> **Stated task**: How many lines in the items below contain the string "white", counting only case-sensitive matches? Reply with the number alone.

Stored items
++++

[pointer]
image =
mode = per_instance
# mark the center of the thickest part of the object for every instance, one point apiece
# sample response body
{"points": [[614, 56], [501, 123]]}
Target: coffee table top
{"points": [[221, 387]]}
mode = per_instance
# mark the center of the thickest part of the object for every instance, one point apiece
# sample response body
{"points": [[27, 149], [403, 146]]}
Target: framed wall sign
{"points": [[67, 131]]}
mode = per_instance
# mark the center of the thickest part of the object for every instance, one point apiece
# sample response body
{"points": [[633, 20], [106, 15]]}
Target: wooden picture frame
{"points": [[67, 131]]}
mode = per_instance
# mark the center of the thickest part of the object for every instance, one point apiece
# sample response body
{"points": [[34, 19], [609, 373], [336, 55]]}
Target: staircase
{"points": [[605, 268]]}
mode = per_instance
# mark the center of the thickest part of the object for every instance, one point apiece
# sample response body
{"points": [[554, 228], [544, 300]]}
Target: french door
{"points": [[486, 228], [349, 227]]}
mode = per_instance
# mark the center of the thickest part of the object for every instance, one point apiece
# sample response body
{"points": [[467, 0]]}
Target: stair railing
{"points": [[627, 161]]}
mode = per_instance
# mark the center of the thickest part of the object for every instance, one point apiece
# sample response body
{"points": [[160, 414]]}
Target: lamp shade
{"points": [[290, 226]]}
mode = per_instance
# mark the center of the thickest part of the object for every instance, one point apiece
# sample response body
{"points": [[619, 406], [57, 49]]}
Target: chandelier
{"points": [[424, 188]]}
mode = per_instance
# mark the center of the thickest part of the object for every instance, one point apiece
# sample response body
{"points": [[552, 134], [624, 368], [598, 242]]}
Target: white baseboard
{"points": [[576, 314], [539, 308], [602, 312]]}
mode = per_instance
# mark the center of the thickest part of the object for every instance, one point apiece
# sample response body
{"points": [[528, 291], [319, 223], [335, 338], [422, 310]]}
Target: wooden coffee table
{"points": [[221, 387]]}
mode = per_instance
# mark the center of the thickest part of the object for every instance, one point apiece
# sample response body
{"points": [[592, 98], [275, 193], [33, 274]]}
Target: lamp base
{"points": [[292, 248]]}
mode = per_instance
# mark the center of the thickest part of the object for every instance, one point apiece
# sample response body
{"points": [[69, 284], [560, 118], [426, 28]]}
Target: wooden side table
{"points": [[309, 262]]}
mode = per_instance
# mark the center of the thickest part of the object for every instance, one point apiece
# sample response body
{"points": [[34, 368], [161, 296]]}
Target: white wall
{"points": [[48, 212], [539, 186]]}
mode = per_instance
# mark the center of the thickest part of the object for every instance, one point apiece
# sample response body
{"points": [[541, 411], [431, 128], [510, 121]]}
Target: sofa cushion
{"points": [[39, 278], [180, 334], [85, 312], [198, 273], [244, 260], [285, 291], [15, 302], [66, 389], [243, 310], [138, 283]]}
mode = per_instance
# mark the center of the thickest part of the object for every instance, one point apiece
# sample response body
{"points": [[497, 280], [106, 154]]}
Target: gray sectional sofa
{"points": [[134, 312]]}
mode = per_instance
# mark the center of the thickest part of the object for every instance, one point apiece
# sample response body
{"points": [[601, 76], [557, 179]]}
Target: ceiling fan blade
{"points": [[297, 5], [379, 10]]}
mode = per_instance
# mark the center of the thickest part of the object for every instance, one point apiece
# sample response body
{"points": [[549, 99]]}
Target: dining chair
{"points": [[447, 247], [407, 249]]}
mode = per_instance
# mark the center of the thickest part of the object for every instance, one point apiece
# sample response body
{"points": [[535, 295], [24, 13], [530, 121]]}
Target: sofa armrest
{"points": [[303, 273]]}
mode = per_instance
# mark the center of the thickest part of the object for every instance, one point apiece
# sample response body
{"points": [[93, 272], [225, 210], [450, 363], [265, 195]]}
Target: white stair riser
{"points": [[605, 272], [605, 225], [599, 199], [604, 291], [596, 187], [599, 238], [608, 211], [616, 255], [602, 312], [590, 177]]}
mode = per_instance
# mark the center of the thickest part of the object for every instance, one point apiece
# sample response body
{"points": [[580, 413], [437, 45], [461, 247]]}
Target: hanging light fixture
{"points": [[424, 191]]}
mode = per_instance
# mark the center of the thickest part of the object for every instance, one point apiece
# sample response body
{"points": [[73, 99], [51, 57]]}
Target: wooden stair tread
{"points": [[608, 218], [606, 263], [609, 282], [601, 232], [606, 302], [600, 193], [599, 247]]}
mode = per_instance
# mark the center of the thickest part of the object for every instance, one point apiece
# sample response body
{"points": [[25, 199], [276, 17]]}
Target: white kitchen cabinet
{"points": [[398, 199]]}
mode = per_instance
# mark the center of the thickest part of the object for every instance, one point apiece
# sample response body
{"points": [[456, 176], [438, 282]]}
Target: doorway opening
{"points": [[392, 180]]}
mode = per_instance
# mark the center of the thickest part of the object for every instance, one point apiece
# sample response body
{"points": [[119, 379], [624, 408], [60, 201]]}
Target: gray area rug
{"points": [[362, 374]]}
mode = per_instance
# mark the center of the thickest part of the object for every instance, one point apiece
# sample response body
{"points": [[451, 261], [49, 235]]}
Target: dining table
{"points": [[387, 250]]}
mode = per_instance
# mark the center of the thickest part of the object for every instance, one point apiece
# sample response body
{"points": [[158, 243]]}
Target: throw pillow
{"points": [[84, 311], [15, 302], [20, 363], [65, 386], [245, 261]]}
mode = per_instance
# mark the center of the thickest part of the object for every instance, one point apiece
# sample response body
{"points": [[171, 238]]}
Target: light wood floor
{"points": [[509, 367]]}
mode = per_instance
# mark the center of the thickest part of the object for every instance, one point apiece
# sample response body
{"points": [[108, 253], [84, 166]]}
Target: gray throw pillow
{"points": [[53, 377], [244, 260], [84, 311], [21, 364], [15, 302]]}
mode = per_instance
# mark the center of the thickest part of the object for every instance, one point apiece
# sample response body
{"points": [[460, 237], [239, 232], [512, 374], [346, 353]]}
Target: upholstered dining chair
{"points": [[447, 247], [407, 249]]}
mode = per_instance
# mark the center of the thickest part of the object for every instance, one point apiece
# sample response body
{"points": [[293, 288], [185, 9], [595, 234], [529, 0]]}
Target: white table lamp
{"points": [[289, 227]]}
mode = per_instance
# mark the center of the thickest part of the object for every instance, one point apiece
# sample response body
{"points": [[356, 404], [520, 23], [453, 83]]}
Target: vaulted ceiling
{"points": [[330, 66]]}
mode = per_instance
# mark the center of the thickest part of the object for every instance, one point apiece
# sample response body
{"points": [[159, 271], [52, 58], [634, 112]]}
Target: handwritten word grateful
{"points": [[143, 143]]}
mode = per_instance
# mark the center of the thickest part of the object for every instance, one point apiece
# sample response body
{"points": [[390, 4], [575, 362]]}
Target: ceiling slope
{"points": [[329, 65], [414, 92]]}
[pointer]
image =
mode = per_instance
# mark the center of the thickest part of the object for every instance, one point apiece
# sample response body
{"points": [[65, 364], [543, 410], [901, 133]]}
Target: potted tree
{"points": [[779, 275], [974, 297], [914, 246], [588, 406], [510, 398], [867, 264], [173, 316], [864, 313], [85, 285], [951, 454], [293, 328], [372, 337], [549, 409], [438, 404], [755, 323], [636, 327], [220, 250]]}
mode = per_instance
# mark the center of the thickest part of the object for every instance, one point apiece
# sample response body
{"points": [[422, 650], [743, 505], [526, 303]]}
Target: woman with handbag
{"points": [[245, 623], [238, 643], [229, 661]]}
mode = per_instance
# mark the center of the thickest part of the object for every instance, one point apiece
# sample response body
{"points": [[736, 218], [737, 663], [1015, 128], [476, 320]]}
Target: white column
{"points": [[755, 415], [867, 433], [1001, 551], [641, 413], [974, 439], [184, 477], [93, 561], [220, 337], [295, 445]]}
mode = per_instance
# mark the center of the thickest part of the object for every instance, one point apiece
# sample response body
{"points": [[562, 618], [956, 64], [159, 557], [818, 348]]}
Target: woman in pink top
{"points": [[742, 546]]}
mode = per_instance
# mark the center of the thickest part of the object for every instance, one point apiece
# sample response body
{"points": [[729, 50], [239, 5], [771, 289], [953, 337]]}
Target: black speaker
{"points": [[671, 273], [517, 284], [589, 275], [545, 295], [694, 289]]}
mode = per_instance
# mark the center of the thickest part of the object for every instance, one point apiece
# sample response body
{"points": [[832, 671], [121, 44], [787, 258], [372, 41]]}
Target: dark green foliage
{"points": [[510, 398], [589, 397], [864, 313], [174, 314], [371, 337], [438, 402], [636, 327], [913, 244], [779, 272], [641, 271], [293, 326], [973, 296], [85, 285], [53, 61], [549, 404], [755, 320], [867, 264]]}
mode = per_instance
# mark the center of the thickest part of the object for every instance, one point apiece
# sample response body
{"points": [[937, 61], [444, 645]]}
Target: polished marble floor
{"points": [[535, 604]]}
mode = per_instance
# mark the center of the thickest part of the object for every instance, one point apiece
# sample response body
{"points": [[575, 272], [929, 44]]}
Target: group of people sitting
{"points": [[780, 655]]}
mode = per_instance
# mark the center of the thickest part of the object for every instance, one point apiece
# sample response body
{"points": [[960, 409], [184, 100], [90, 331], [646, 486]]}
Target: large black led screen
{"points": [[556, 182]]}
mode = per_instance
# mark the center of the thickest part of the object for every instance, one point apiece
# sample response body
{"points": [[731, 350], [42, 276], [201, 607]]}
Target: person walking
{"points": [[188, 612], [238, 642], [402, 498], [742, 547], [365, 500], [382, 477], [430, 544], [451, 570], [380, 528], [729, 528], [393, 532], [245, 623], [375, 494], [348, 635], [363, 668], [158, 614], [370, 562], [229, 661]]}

++++

> **The result**: 6